**** 対象テキスト ****

歴代4位の記録で頭角を現した江里口匡史。
6月25日から28日にかけて、陸上日本選手権が行なわれた。最終日、注目を集めた男女100mは、それぞれのエースの塚原直貴、福島千里が決勝を棄権したが、間隙を縫うように名乗りを上げた選手がいる。早稲田大学3年の江里口匡史である。
前日の予選で10秒14の自己新記録の走りをみせ、迎えたこの日の準決勝。江里口は小気味よく加速すると先頭でゴールする。その瞬間、観客席は驚きでどよめいた。10秒07。タイムを確認した江里口も、右手でガッツポーズを見せた。日本の歴代記録は、トップから伊東浩司の10秒00、朝原宣治の10秒02、末続慎吾10秒03。そして江里口の出したタイムは4番目にランクされる、好記録であり、塚原のベスト記録10秒09を上回るものだったのである。
五輪代表落選の悔しさが江里口を成長させた。
決勝では10秒14だったが、日本選手権初優勝。江里口は、興奮さめやらぬような表情で語った。
「(準決勝のタイムは)出したというより、出ちゃったという感じです」
「(優勝は)まだ実感がわかないです」
そう本人は言うものの、江里口はもともと、高校時代から全国大会で活躍し、注目を集める存在だった。早稲田大学進学後も、1年生にして日本学生対校選手権で優勝。2年時にも、北京五輪4×100mリレーの補欠メンバーだった筑波大学3年の斎藤仁志を抑え連覇を果たした実績をもつ。
キャリアを見れば順調に成長してきたかのようにみえる江里口だが、昨シーズンの春先、故障している。その影響もあって、狙っていた北京五輪代表の夢はかなわず、悔しい思いをしたという。

**** データ抜粋 ****

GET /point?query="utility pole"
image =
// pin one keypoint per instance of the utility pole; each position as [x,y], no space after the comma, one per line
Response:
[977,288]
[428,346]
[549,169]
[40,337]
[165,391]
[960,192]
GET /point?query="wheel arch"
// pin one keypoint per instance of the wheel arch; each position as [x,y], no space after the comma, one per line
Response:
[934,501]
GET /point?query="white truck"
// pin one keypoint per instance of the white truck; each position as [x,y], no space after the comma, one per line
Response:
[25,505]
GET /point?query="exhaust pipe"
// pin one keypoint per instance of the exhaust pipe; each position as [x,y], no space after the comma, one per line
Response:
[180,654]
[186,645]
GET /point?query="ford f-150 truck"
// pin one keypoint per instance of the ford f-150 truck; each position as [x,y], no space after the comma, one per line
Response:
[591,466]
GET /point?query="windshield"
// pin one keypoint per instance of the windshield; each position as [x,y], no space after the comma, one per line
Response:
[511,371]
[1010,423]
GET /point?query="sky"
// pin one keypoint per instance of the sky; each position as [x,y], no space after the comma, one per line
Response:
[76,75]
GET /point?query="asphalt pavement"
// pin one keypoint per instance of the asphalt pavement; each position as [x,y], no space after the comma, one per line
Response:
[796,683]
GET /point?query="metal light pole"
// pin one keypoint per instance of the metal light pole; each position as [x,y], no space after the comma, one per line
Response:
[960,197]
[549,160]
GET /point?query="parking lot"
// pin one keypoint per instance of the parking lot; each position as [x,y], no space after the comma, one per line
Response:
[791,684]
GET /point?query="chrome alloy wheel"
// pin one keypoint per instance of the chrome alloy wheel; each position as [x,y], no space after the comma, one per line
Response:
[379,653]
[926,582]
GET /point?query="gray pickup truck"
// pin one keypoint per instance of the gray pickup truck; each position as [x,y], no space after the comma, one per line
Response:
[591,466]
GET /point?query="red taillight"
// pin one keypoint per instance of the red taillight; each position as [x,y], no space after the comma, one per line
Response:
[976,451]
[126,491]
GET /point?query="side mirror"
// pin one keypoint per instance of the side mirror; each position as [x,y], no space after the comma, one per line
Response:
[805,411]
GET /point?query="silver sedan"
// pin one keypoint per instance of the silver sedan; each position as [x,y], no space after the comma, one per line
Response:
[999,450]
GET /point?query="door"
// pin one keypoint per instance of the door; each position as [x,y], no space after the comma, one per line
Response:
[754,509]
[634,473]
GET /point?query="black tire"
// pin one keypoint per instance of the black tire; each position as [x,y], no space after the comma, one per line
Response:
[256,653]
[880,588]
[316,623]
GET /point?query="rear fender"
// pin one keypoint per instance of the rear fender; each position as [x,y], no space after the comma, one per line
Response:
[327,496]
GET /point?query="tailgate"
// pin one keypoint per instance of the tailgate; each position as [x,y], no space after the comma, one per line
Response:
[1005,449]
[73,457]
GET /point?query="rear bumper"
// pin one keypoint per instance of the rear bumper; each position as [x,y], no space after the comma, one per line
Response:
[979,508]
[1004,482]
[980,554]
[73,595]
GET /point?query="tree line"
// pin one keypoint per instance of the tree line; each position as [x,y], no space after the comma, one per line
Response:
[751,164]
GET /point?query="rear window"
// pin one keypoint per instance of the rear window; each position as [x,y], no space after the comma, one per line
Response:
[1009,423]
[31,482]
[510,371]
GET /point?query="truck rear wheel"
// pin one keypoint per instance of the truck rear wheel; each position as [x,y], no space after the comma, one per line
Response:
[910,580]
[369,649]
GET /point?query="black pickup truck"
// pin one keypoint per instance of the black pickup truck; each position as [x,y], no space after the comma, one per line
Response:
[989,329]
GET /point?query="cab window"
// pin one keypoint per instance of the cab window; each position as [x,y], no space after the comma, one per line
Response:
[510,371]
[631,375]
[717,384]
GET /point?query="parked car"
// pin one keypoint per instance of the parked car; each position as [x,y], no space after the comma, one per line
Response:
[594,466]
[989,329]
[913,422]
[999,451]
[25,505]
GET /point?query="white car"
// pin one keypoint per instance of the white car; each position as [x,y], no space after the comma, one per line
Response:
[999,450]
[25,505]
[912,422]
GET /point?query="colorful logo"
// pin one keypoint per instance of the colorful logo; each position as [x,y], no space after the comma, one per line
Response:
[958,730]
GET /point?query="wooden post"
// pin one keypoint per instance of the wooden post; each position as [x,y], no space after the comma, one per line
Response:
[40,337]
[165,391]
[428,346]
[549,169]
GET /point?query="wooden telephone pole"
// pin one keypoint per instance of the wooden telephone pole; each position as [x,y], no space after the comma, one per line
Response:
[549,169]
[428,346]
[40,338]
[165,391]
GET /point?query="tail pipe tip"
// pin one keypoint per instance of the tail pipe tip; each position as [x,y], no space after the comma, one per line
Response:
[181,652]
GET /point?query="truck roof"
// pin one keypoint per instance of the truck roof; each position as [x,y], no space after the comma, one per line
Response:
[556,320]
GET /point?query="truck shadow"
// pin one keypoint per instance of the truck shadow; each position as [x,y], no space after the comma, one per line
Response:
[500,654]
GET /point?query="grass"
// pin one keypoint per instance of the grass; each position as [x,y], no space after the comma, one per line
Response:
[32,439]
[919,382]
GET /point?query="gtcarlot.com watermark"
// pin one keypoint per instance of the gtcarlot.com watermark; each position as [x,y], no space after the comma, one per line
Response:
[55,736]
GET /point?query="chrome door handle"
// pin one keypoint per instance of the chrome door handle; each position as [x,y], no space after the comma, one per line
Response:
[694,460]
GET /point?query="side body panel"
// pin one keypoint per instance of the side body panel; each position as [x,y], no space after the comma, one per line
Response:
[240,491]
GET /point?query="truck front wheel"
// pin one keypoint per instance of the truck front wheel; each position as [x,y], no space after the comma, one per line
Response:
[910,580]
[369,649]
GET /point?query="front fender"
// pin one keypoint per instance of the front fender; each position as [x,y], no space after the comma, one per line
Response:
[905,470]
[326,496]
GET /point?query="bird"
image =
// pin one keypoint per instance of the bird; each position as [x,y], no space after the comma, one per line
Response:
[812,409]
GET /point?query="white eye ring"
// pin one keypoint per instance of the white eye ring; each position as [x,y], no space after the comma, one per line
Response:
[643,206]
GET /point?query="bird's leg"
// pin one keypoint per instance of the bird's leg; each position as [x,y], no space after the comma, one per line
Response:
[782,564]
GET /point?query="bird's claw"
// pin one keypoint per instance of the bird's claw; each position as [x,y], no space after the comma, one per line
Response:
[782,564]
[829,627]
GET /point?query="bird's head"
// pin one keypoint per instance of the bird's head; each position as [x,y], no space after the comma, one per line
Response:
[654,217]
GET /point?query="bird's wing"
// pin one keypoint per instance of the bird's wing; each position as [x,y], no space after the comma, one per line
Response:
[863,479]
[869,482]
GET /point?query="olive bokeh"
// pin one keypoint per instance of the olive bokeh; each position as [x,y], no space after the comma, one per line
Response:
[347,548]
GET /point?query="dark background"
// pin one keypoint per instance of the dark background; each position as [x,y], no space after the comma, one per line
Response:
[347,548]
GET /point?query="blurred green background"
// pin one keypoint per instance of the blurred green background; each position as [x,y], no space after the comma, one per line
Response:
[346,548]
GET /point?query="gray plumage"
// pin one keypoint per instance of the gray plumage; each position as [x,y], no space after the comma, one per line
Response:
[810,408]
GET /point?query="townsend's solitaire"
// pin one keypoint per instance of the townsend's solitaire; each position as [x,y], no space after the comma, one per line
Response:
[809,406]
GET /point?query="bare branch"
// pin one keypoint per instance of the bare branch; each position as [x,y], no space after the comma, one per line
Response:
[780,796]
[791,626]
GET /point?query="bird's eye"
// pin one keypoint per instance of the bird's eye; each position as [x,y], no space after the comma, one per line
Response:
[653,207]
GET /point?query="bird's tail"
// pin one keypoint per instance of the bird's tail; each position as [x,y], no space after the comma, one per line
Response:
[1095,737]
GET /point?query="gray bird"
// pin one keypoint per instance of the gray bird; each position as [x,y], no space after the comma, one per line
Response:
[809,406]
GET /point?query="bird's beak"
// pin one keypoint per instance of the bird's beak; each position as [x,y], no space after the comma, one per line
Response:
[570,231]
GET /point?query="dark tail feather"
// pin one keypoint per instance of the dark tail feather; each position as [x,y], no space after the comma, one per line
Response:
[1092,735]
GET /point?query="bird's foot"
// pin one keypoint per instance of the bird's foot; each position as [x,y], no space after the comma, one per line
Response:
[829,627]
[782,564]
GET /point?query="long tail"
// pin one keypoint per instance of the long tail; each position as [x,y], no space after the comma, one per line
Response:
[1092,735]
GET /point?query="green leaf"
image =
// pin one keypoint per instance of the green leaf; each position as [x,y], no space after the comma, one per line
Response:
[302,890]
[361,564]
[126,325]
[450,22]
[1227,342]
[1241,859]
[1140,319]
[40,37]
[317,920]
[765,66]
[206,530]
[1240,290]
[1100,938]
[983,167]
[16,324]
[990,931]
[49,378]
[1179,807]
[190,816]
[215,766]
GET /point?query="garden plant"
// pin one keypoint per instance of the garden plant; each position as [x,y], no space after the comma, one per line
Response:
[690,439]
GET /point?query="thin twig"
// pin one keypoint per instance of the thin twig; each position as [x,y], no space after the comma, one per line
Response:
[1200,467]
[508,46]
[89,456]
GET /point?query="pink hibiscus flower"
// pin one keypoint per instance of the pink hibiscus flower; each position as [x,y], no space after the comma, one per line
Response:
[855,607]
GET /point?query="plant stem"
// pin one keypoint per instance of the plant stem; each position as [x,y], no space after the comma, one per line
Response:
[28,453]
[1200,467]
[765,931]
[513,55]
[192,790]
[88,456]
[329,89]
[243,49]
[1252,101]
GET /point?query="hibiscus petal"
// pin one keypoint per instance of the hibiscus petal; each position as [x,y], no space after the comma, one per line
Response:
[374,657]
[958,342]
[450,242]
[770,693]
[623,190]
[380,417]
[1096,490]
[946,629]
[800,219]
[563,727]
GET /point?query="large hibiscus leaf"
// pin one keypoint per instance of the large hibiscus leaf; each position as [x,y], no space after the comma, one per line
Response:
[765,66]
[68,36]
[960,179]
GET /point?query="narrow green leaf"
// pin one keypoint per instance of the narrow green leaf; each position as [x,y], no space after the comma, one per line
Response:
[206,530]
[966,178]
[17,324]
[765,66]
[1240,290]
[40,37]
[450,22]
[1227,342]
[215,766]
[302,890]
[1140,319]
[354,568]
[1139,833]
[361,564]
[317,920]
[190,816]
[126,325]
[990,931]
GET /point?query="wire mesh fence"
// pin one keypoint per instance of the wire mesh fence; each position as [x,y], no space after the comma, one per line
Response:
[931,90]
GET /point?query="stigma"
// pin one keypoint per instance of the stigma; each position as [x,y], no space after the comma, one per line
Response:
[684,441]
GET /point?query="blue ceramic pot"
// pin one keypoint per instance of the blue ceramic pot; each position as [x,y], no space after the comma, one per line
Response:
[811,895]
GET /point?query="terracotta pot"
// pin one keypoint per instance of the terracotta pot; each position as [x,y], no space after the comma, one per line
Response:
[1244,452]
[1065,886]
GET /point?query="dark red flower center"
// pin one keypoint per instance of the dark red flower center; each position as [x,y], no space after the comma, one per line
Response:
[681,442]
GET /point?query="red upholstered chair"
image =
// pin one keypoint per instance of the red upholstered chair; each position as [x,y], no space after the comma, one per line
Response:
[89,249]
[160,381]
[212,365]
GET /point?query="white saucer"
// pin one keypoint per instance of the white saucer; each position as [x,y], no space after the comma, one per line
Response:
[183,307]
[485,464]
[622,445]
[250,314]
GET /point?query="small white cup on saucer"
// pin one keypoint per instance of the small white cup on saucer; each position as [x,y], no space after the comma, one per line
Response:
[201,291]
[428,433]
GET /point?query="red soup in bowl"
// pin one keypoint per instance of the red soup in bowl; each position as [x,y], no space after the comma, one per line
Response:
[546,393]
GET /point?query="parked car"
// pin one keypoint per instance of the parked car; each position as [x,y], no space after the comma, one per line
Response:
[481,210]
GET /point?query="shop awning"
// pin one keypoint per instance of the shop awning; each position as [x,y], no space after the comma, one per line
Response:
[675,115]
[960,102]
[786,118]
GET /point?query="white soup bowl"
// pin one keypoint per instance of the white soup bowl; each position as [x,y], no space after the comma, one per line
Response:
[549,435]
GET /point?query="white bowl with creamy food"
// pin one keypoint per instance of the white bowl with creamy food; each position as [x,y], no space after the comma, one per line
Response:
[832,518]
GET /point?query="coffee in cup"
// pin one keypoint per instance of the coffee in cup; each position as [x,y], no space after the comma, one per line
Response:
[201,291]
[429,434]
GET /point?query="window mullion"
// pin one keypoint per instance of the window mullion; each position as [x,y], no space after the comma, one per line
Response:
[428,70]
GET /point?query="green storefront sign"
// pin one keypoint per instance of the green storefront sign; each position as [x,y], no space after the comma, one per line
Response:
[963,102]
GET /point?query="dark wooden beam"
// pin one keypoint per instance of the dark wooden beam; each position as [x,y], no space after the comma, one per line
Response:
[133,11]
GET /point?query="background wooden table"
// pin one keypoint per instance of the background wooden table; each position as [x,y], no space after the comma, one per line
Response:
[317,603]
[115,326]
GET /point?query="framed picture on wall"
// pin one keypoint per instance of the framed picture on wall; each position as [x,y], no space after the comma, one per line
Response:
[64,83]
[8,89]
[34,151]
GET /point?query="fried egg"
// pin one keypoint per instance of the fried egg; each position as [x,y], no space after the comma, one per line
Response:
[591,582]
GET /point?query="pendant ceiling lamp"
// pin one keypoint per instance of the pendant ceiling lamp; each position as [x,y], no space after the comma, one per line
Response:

****

課題の目的> 陸上日本選手権の記事の「歴代4位の記録で頭角を現した江里口匡史。」から「めやらぬような表情で語った。」まで（両端を含む）を書き写し、その際「観客席」を「スタンド」に入れ替えること。 答えはこの記事だけを手がかりにすること。

想定される解答>
歴代4位の記録で頭角を現した江里口匡史。
6月25日から28日にかけて、陸上日本選手権が行なわれた。最終日、注目を集めた男女100mは、それぞれのエースの塚原直貴、福島千里が決勝を棄権したが、間隙を縫うように名乗りを上げた選手がいる。早稲田大学3年の江里口匡史である。
前日の予選で10秒14の自己新記録の走りをみせ、迎えたこの日の準決勝。江里口は小気味よく加速すると先頭でゴールする。その瞬間、スタンドは驚きでどよめいた。10秒07。タイムを確認した江里口も、右手でガッツポーズを見せた。日本の歴代記録は、トップから伊東浩司の10秒00、朝原宣治の10秒02、末続慎吾10秒03。そして江里口の出したタイムは4番目にランクされる、好記録であり、塚原のベスト記録10秒09を上回るものだったのである。
五輪代表落選の悔しさが江里口を成長させた。
決勝では10秒14だったが、日本選手権初優勝。江里口は、興奮さめやらぬような表情で語った。